*PASSAGE GIVEN*
"""

A Friendship forged by Food...


“Friendship is unnecessary, like philosophy, like art. It has no survival value; rather it is one of those things which give value to survival.” CS Lewis

My wasband and I were very different people. He loved being the life of the party, pleasing people, meeting new people, in short: he is a people's person. Me on the other hand, not quite so much. In fact, I have on many occasions considered buying an island off the coast of Italy, with only me and an Internet connection of course.

When I was younger I was so much more accommodating, flexible (ok, this was meant literally and figuratively speaking), tolerant and maybe less judgemental (or as I call it - inexperienced...). I guess you get more selfish with age. Nowadays I prefer smaller groups of people - if any. 

I met my husband very late in my life, so we have different friend groups. This "his" friends and "my" friends scenario needed some additions, so I knew we needed some "our" friends.

Just before we got married, we had to attend a seminar for couples at the church, so I tagged along with him, not too excited to go. (Am I ever?) There my worst nightmare came to life: they asked us to join forces with one other couple to make a meal for the next gathering. I - hoping that there will be an uneven number of couples - immediately said that we do not need to join with another couple. If there is one thing I can do, it is making food, and I'd rather do it alone anyway. Before he could even react, a woman - dragging her unwilling husband behind her - targeted us, volunteering to join us. She said that her husband will make homemade quiche, if we will make salad and a pudding. She seemed very eager about this, but I could see her husband was not too happy. He didn't say a word either. 

My first impression was: Oh dear Lord, why me! And quiche??!! She may call it homemade, but volunteering her husband? I just knew it would be a Woolies-bought quiche. I am a cook and I don't even make a quiche from scratch for people I don't know. There are just some dishes (or people ;-) I don't waste my time on.

"""

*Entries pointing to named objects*
"""

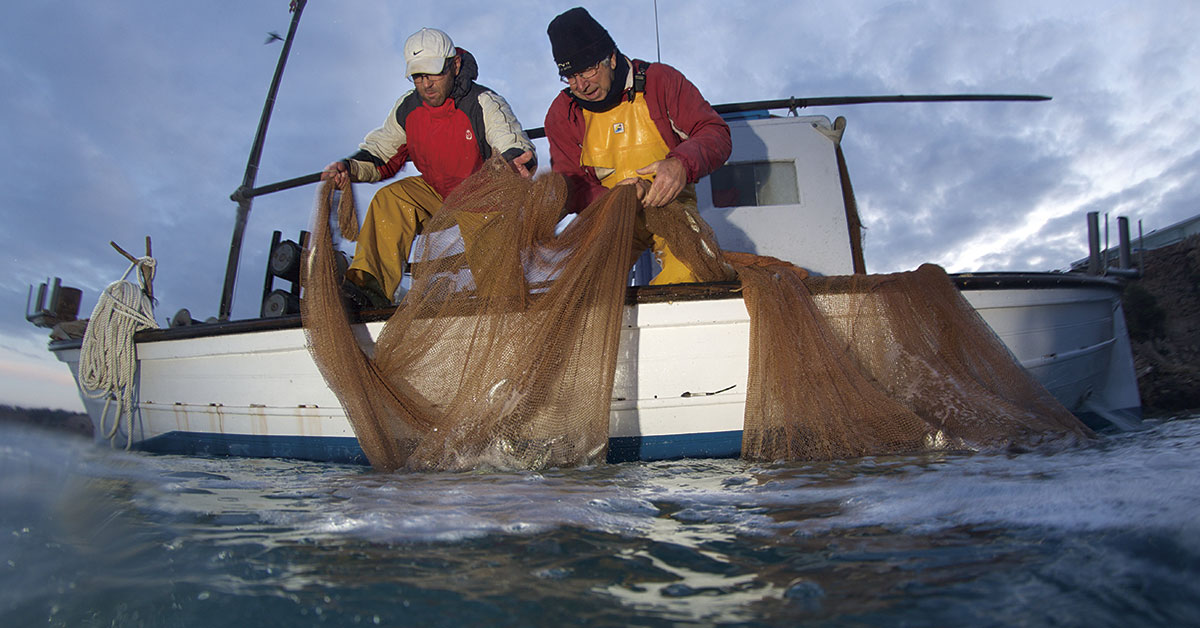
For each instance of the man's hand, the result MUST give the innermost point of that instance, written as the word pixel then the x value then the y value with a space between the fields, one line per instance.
pixel 520 162
pixel 642 185
pixel 337 172
pixel 670 177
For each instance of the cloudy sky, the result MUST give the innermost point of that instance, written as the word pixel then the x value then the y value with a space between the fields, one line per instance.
pixel 129 119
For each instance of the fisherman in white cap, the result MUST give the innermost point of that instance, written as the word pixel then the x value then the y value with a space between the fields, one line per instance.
pixel 447 125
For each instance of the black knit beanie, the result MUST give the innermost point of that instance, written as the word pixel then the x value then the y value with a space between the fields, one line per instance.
pixel 577 41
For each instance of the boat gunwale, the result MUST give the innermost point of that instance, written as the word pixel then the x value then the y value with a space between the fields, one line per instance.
pixel 635 295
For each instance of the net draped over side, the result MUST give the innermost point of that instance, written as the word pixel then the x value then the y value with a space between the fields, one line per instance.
pixel 503 352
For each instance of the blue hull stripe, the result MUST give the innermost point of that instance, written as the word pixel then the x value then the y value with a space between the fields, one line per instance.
pixel 347 450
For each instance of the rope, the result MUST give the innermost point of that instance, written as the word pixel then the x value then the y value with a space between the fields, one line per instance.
pixel 108 359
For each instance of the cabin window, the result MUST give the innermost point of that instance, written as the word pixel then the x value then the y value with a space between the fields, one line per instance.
pixel 755 183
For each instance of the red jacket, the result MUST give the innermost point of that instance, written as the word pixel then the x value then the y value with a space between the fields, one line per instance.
pixel 672 100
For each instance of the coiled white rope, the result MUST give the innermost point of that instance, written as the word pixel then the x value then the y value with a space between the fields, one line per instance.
pixel 108 358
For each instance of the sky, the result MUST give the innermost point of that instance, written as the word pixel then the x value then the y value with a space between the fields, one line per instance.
pixel 120 120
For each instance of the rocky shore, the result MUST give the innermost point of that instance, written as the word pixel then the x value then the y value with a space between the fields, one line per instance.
pixel 52 419
pixel 1163 312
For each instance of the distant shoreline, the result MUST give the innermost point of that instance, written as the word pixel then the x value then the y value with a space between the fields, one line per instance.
pixel 63 420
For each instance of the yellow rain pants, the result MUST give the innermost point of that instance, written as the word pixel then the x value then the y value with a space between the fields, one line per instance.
pixel 395 216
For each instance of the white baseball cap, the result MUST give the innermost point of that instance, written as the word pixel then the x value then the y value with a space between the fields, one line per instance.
pixel 426 52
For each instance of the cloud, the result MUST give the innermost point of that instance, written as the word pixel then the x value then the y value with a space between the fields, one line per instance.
pixel 132 119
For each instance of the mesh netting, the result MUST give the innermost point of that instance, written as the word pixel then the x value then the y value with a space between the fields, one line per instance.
pixel 503 352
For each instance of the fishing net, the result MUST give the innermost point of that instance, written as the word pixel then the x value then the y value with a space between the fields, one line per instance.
pixel 503 352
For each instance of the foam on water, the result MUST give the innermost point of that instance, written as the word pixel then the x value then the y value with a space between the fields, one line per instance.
pixel 1095 536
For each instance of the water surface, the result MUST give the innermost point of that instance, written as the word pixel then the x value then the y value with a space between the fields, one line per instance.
pixel 1098 536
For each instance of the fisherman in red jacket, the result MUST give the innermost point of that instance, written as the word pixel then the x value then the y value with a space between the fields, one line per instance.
pixel 622 121
pixel 448 125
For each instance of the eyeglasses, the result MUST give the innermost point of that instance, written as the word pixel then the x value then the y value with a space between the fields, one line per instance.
pixel 587 75
pixel 445 70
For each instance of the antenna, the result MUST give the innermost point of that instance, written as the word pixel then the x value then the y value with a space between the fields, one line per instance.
pixel 658 47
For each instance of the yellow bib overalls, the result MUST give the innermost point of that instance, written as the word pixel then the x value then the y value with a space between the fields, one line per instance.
pixel 616 144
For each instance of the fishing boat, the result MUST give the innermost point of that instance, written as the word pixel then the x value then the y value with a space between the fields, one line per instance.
pixel 250 388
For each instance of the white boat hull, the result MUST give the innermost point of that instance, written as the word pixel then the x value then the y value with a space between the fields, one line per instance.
pixel 679 389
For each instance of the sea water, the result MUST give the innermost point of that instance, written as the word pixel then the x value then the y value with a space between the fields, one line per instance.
pixel 1107 534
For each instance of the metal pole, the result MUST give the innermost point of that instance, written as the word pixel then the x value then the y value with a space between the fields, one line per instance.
pixel 1093 243
pixel 256 153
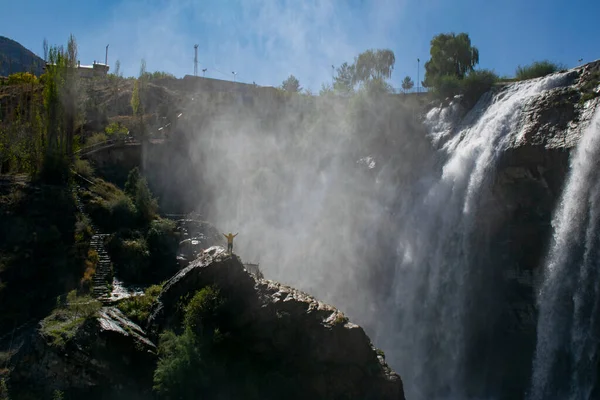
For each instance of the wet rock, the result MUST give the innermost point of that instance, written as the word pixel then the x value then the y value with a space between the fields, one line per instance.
pixel 332 357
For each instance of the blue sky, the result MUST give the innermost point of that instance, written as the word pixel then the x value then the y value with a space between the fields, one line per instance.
pixel 265 41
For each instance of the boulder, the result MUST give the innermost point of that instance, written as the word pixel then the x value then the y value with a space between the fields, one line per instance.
pixel 108 357
pixel 328 356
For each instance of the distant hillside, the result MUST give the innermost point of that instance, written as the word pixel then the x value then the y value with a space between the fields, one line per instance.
pixel 16 58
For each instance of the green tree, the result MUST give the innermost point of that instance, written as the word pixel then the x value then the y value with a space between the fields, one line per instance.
pixel 291 84
pixel 135 98
pixel 3 390
pixel 132 180
pixel 374 64
pixel 344 80
pixel 451 55
pixel 407 84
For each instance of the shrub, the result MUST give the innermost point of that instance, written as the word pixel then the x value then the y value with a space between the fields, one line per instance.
pixel 134 259
pixel 133 178
pixel 180 372
pixel 202 312
pixel 20 78
pixel 83 168
pixel 163 244
pixel 95 139
pixel 116 130
pixel 145 203
pixel 137 308
pixel 62 324
pixel 83 229
pixel 113 214
pixel 3 390
pixel 537 70
pixel 447 86
pixel 137 188
pixel 472 87
pixel 122 211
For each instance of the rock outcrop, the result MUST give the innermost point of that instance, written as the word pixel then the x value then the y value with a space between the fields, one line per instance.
pixel 325 355
pixel 108 357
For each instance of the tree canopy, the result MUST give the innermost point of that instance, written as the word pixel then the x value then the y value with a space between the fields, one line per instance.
pixel 407 83
pixel 374 64
pixel 451 55
pixel 291 84
pixel 370 68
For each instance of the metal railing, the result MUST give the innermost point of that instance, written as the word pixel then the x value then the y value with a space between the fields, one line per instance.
pixel 105 144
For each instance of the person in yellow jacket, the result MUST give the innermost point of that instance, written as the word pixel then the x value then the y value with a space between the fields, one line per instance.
pixel 229 238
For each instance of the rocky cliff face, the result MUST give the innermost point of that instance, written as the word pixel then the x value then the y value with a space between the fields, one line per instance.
pixel 324 355
pixel 300 346
pixel 527 185
pixel 107 357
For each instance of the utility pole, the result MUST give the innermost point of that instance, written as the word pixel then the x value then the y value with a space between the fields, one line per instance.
pixel 418 76
pixel 195 60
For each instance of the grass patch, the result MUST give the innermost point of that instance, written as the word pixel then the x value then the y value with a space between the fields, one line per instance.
pixel 63 323
pixel 137 308
pixel 472 87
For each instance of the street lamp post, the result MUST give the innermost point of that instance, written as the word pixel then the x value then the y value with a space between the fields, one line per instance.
pixel 418 76
pixel 332 72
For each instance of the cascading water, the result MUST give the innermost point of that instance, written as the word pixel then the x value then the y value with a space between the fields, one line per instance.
pixel 436 275
pixel 565 364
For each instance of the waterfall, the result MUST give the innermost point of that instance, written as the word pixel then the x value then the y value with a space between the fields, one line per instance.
pixel 565 364
pixel 438 283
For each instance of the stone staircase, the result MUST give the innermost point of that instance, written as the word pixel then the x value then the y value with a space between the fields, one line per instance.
pixel 104 273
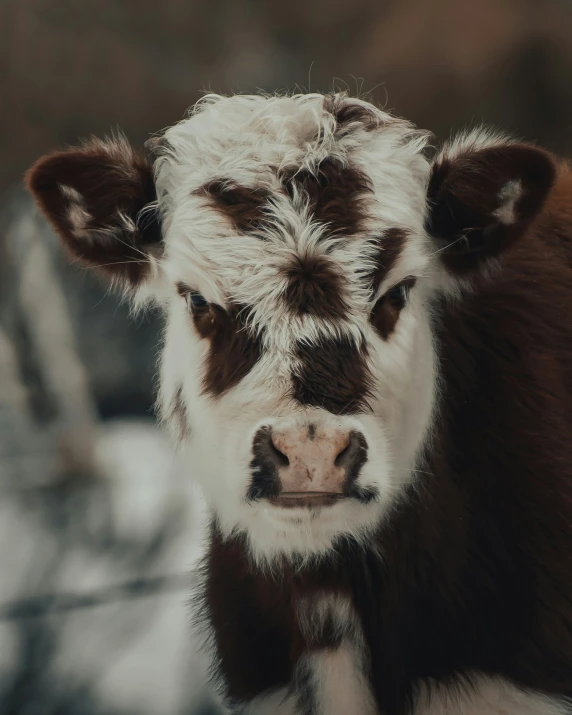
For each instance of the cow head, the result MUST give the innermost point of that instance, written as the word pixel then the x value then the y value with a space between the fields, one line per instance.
pixel 296 245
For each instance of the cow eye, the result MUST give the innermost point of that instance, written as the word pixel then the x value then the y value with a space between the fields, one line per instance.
pixel 385 313
pixel 398 296
pixel 195 301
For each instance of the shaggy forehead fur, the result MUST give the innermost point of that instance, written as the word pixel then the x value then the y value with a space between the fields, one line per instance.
pixel 254 190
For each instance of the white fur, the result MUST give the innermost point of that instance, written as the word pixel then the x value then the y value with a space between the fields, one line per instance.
pixel 488 696
pixel 244 140
pixel 508 196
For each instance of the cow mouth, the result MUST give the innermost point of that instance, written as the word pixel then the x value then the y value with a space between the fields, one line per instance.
pixel 309 499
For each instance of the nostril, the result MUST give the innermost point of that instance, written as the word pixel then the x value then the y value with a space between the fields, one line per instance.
pixel 281 459
pixel 343 456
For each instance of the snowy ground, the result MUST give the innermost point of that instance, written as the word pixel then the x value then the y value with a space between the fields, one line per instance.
pixel 94 614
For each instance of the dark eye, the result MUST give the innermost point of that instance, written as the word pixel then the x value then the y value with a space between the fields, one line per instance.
pixel 385 313
pixel 195 301
pixel 398 296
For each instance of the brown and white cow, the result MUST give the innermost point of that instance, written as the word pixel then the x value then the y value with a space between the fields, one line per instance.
pixel 368 361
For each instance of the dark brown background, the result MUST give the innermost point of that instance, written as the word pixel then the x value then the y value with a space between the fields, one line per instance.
pixel 72 67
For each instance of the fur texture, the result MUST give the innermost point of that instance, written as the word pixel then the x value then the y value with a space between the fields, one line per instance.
pixel 317 270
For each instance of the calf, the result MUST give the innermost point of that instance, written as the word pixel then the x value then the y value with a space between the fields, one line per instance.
pixel 368 361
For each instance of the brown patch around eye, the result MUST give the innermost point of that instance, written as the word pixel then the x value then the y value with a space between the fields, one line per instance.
pixel 241 205
pixel 336 194
pixel 315 288
pixel 386 311
pixel 388 249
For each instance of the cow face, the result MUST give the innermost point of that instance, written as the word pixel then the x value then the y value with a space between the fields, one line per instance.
pixel 296 245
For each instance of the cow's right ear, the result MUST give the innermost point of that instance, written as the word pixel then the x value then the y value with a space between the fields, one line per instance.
pixel 100 198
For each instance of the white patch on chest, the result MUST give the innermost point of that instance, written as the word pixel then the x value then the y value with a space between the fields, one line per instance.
pixel 491 696
pixel 333 680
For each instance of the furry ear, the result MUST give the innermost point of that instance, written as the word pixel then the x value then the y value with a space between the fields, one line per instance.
pixel 100 198
pixel 483 193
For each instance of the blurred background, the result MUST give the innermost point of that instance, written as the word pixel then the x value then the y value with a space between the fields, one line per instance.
pixel 99 523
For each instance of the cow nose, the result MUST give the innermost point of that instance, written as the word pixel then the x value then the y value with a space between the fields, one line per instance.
pixel 306 465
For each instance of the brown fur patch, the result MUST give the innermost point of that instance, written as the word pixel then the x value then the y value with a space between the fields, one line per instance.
pixel 464 194
pixel 241 205
pixel 314 287
pixel 333 376
pixel 336 195
pixel 233 352
pixel 98 181
pixel 350 115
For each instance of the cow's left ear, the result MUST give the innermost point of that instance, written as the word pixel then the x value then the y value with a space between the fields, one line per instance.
pixel 100 198
pixel 483 193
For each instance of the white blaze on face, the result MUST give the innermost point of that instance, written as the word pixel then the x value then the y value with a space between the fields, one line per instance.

"""

*GOAL 1*
List the dishes named in the blog post about friendship.
*GOAL 2*
Print everything in the records from the line containing "For each instance of the white baseball" down to the line containing "pixel 426 52", with both of those lines included.
The records are unrelated to the text.

*FULL SOLUTION 1*
quiche
salad
pudding

*FULL SOLUTION 2*
For each instance of the white baseball cap, the result MUST give the innermost point of that instance, written as the word pixel then the x value then the y value with a space between the fields, one line per instance.
pixel 426 52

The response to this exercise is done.